▸ Document segment:
Generally, if the styles/types of text were distinguished, it would be found out that there is no difference in the press texts (news), but in case of manuals, there is a statistically significant difference in the number of edit operations (in terms of post-editing) expressed by the rules in favour of MT@EC.

Looking at the results in more detail, Table 6 shows that:

  • . almost 66% of the new rules were found in technical texts translated by GT (GT_manual) and

  • . only 21% of the new rules were found in technical texts translated by MT@EC (MT@EC_manual).

In the case of technical texts translated by GT (Table 6: McNemar (B/C)), it is 85 new rules. The statistically significant difference was proved in the number of rules found between the used MT systems in favour of texts translated by MT@EC (fewer edit operations required to transform MT output into the text of high quality, in terms of post-editing).

The condition (validity assumption) of the use of the chi-square test is sufficiently high expected frequencies. The condition is violated if the expected frequencies are lower than 5. In our case, the assumption is not violated (Table 7).

▸ Stored rows:

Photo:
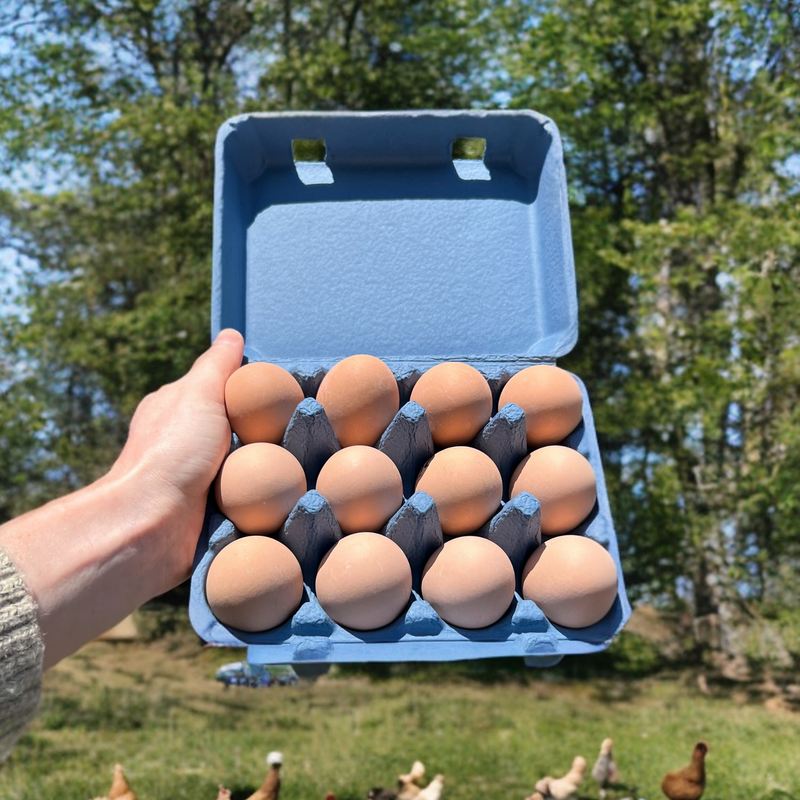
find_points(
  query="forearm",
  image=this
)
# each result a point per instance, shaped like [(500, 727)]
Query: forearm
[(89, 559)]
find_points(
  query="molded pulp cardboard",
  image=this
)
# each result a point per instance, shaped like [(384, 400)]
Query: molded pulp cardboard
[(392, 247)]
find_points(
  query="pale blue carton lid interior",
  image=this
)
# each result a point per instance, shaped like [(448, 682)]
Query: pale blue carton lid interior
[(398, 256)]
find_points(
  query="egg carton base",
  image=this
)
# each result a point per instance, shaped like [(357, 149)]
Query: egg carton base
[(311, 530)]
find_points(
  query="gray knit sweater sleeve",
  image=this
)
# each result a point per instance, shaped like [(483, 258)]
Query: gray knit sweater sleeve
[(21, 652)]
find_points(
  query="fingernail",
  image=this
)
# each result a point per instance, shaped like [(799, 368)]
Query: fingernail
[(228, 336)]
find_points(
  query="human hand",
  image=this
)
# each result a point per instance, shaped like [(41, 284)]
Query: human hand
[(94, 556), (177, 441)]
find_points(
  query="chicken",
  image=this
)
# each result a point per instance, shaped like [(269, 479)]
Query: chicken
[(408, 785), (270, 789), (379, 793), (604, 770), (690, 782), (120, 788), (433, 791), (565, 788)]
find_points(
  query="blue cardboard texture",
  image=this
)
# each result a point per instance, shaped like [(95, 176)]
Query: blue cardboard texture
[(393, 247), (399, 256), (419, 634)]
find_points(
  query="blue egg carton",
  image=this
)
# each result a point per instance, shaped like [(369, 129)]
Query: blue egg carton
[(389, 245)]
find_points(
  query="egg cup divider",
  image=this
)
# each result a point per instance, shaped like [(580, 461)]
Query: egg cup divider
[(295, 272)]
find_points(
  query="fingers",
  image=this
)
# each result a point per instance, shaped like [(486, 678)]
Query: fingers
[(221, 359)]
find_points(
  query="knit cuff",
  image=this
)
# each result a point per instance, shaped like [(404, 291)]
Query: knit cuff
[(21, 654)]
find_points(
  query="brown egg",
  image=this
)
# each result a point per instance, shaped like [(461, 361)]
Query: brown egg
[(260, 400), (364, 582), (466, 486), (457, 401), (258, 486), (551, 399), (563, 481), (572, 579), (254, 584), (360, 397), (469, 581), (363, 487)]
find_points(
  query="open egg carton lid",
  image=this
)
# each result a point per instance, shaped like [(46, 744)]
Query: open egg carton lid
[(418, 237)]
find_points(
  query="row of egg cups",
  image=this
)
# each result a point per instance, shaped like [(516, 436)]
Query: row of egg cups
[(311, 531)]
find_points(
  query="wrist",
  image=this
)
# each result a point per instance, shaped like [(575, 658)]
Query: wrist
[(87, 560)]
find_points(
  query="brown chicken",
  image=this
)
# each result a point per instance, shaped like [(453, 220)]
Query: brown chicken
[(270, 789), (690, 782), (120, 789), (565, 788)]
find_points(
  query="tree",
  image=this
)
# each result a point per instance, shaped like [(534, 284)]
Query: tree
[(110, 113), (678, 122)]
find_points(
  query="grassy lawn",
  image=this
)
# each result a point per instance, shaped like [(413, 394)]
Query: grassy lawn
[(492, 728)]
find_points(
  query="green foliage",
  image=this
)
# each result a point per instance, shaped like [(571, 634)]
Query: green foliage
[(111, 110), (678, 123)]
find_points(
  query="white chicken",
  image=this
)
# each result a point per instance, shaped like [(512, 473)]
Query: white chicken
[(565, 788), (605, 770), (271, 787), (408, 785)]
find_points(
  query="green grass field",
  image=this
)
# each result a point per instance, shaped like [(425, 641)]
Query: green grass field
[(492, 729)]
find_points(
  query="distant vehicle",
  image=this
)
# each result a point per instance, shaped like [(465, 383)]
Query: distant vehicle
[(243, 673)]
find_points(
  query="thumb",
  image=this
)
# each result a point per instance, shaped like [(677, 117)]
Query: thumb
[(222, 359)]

▸ Problem to work on:
Rewrite the section on post-editing and machine translation from the words "Generally, if the" through "favour of MT@EC.", putting "newspaper texts" in place of "press texts".

▸ Finished task:
Generally, if the styles/types of text were distinguished, it would be found out that there is no difference in the newspaper texts (news), but in case of manuals, there is a statistically significant difference in the number of edit operations (in terms of post-editing) expressed by the rules in favour of MT@EC.